ACTIVITY: The entries are to be duplicated exactly, with nothing left out.

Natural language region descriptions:
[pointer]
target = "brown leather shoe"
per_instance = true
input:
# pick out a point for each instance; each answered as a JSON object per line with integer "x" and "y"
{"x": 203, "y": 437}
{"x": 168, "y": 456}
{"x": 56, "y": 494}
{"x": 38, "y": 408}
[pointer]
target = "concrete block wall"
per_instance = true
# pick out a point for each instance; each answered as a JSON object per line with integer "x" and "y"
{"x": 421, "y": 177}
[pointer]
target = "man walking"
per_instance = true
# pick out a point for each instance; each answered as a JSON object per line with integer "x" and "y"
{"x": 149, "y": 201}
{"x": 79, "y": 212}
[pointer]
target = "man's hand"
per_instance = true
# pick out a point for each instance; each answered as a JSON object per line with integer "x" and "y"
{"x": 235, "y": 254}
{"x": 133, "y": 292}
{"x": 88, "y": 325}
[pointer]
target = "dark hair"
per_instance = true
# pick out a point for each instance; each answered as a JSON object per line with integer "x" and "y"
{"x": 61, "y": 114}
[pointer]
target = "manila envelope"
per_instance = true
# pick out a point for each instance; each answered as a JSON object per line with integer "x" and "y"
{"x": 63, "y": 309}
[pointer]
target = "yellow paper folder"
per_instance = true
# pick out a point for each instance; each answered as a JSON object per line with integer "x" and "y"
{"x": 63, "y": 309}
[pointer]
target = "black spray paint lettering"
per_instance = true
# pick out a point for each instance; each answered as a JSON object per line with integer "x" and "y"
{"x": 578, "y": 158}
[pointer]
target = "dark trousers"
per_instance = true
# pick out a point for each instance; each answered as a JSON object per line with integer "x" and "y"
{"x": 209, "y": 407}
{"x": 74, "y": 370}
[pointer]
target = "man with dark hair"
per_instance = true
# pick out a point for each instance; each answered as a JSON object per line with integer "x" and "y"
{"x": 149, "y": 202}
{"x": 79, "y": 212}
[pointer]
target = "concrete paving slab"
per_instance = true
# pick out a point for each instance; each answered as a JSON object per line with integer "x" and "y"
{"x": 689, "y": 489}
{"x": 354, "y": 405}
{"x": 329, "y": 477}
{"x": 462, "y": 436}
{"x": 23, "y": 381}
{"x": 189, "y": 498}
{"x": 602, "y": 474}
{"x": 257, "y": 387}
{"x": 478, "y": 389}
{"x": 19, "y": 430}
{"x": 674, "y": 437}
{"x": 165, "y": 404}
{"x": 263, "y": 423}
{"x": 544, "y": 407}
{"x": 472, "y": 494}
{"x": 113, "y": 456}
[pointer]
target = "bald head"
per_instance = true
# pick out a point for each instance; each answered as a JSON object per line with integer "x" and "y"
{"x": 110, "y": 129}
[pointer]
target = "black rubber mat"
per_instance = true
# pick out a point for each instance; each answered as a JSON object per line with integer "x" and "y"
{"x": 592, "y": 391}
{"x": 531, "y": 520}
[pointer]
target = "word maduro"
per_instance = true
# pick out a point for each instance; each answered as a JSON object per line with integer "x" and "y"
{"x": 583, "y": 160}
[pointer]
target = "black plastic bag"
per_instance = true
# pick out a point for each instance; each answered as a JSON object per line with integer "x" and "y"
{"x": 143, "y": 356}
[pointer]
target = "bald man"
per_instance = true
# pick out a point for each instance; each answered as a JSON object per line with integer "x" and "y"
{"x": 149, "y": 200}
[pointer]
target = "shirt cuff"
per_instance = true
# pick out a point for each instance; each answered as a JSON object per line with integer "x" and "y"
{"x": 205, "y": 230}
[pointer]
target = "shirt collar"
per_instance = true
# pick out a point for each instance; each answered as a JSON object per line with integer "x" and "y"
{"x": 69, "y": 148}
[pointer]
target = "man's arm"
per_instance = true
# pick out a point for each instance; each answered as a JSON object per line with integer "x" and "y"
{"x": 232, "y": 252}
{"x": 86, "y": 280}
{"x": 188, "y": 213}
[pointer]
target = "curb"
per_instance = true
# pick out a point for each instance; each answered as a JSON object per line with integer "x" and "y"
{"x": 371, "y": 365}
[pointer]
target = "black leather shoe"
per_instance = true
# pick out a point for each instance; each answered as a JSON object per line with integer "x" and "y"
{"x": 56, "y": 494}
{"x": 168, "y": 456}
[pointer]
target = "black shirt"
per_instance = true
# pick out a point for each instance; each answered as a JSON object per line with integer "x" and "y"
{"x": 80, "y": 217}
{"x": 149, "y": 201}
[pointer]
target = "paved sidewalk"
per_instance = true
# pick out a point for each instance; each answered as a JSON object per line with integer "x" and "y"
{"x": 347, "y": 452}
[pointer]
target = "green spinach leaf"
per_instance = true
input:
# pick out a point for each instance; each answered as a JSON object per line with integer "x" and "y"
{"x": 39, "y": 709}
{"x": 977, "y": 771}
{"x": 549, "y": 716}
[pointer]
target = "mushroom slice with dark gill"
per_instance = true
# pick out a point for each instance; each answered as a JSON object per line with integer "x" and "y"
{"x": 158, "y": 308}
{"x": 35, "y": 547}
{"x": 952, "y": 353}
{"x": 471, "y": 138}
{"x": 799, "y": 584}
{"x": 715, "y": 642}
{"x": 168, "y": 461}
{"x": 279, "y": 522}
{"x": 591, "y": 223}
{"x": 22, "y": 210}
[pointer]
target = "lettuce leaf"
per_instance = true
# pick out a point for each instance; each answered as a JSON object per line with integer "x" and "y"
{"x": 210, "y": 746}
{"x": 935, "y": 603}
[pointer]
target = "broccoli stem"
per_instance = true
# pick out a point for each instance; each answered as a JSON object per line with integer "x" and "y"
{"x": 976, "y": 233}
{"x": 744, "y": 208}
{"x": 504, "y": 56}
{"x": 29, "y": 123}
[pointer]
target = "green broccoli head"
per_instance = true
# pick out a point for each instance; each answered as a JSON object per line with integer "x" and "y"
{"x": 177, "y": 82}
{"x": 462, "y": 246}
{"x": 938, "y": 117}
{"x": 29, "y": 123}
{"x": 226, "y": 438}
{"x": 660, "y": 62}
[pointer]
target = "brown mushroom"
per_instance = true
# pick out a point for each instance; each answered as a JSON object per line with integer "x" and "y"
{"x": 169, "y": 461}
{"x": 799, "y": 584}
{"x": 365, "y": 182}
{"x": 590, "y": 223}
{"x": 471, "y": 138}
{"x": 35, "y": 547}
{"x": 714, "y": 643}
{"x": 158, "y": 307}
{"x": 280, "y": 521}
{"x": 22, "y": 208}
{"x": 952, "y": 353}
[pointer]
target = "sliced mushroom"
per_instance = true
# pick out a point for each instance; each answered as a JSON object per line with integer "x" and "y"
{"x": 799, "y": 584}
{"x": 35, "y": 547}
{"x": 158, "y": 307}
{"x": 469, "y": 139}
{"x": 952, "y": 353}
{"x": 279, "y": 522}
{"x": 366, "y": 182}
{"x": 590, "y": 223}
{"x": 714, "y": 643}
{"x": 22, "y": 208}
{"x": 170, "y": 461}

WRITTEN SOLUTION:
[pointer]
target = "brown leather shoe"
per_instance = true
input:
# pick out a point for each instance; each answered as a JSON object per line with integer "x" and "y"
{"x": 203, "y": 437}
{"x": 168, "y": 456}
{"x": 56, "y": 494}
{"x": 38, "y": 408}
[pointer]
target = "concrete block wall"
per_instance = true
# pick out a point for each instance; each answered as a JSON object per line with integer "x" and "y"
{"x": 421, "y": 177}
[pointer]
target = "man walking"
per_instance = true
# pick out a point for each instance; each answered as a JSON object per line with integer "x" and "y"
{"x": 149, "y": 201}
{"x": 79, "y": 212}
[pointer]
target = "man's hand"
per_instance = true
# pick out a point for each instance; each answered as a JSON object per line with integer "x" and "y"
{"x": 235, "y": 254}
{"x": 133, "y": 292}
{"x": 88, "y": 325}
[pointer]
target = "dark hair"
per_instance = true
# pick out a point for each instance; each answered as a JSON object per line with integer "x" and "y"
{"x": 61, "y": 114}
[pointer]
target = "manila envelope"
per_instance = true
# pick out a point for each instance; each answered as a JSON object per line with integer "x" and "y"
{"x": 63, "y": 309}
[pointer]
target = "yellow paper folder"
per_instance = true
# pick out a point for each instance; each answered as a JSON object per line with integer "x" and "y"
{"x": 63, "y": 309}
[pointer]
target = "black spray paint lettering"
per_instance = true
# pick out a point for each instance; each answered as a JSON object per line with integer "x" and "y"
{"x": 578, "y": 158}
[pointer]
target = "dark trousers"
per_instance = true
# pick out a point for each instance; each answered as a JSON object per line with integer "x" and "y"
{"x": 209, "y": 407}
{"x": 74, "y": 370}
[pointer]
target = "man with dark hair"
per_instance = true
# pick out a point for each instance; each answered as a JSON object per line with integer "x" and "y"
{"x": 149, "y": 202}
{"x": 79, "y": 212}
[pointer]
target = "concrete paving slab"
per_instance = true
# pick out a point for each instance; each answered as a JSON object per line with integer "x" and "y"
{"x": 689, "y": 489}
{"x": 354, "y": 405}
{"x": 329, "y": 477}
{"x": 462, "y": 436}
{"x": 23, "y": 381}
{"x": 189, "y": 498}
{"x": 602, "y": 474}
{"x": 257, "y": 387}
{"x": 478, "y": 389}
{"x": 19, "y": 430}
{"x": 674, "y": 437}
{"x": 165, "y": 404}
{"x": 263, "y": 423}
{"x": 544, "y": 407}
{"x": 472, "y": 494}
{"x": 113, "y": 456}
[pointer]
target = "bald head"
per_instance = true
# pick out a point for each instance; each answered as a JSON object per line with integer "x" and "y"
{"x": 110, "y": 129}
[pointer]
target = "black rubber mat"
per_instance = true
# pick out a point for each instance; each answered as a JSON object per line with integer "x" and "y"
{"x": 592, "y": 391}
{"x": 531, "y": 520}
[pointer]
target = "word maduro"
per_instance = true
# pick out a point for each instance; each answered as a JSON object per line with integer "x" and "y"
{"x": 583, "y": 160}
[pointer]
target = "black plastic bag"
per_instance = true
# pick out a point for each instance; each answered as a JSON object per line with integer "x" and "y"
{"x": 143, "y": 356}
[pointer]
target = "bald man"
per_instance = true
# pick out a point for each instance; each answered as a JSON object per line with integer "x" and "y"
{"x": 149, "y": 200}
[pointer]
target = "shirt cuff"
per_instance = true
# pick out a point for each instance; each answered as a JSON object per line with integer "x" and "y"
{"x": 205, "y": 230}
[pointer]
target = "shirt collar"
per_instance = true
# pick out a point for each instance; each answered as a JSON object per line with integer "x" and "y"
{"x": 69, "y": 148}
[pointer]
target = "man's arm"
per_instance = true
# pick out a point for each instance; each answered as a JSON object per line with integer "x" and "y"
{"x": 232, "y": 252}
{"x": 86, "y": 280}
{"x": 188, "y": 213}
[pointer]
target = "curb"
per_instance = true
# pick out a point for each instance; each answered as a JSON object per line with integer "x" and "y"
{"x": 371, "y": 365}
[pointer]
target = "black leather shoe"
per_instance = true
# pick out a point for each instance; each answered as a JSON object per line with integer "x" and "y"
{"x": 56, "y": 494}
{"x": 168, "y": 456}
[pointer]
target = "black shirt"
per_instance = true
# pick out a point for each instance; each answered as a JSON object per line with integer "x" and "y"
{"x": 80, "y": 217}
{"x": 149, "y": 201}
[pointer]
target = "paved sidewalk"
per_instance = true
# pick out a point for each instance; each answered as a JSON object per line with integer "x" and "y"
{"x": 347, "y": 452}
[pointer]
target = "green spinach leaf"
per_instance = true
input:
# pick out a point for each instance; each answered as a JSON object per line with integer "x" and "y"
{"x": 39, "y": 709}
{"x": 977, "y": 771}
{"x": 549, "y": 716}
[pointer]
target = "mushroom slice with dark gill"
per_instance = true
# pick out a point for each instance; each answered as a JSON object per line with integer "x" and "y"
{"x": 158, "y": 308}
{"x": 35, "y": 547}
{"x": 952, "y": 353}
{"x": 471, "y": 138}
{"x": 799, "y": 584}
{"x": 715, "y": 642}
{"x": 168, "y": 461}
{"x": 279, "y": 522}
{"x": 591, "y": 223}
{"x": 22, "y": 210}
[pointer]
target = "lettuce leaf"
per_instance = true
# pick out a point for each instance; each answered as a JSON object per line with integer "x" and "y"
{"x": 210, "y": 746}
{"x": 935, "y": 603}
[pointer]
target = "broccoli stem"
per_instance = true
# pick out a point for each instance; each answered as a JSON object per line with integer "x" and "y"
{"x": 976, "y": 233}
{"x": 744, "y": 208}
{"x": 504, "y": 56}
{"x": 29, "y": 123}
[pointer]
target = "green broccoli head"
per_instance = true
# pick out a point for each instance; each answered as a JSON object per line with integer "x" and "y"
{"x": 177, "y": 82}
{"x": 462, "y": 246}
{"x": 938, "y": 117}
{"x": 29, "y": 123}
{"x": 226, "y": 438}
{"x": 660, "y": 62}
[pointer]
target = "brown mushroom"
per_instance = true
# pick out a point for each instance; each answered as a JSON object per line with integer "x" and "y"
{"x": 169, "y": 461}
{"x": 799, "y": 584}
{"x": 365, "y": 182}
{"x": 590, "y": 223}
{"x": 471, "y": 138}
{"x": 35, "y": 547}
{"x": 714, "y": 643}
{"x": 158, "y": 307}
{"x": 280, "y": 521}
{"x": 22, "y": 208}
{"x": 952, "y": 353}
[pointer]
target = "sliced mushroom"
per_instance = true
# pick out a point for each instance; each answered as a JSON object per line with integer "x" and "y"
{"x": 799, "y": 584}
{"x": 35, "y": 547}
{"x": 158, "y": 307}
{"x": 469, "y": 139}
{"x": 952, "y": 353}
{"x": 279, "y": 522}
{"x": 366, "y": 182}
{"x": 590, "y": 223}
{"x": 714, "y": 643}
{"x": 22, "y": 208}
{"x": 170, "y": 461}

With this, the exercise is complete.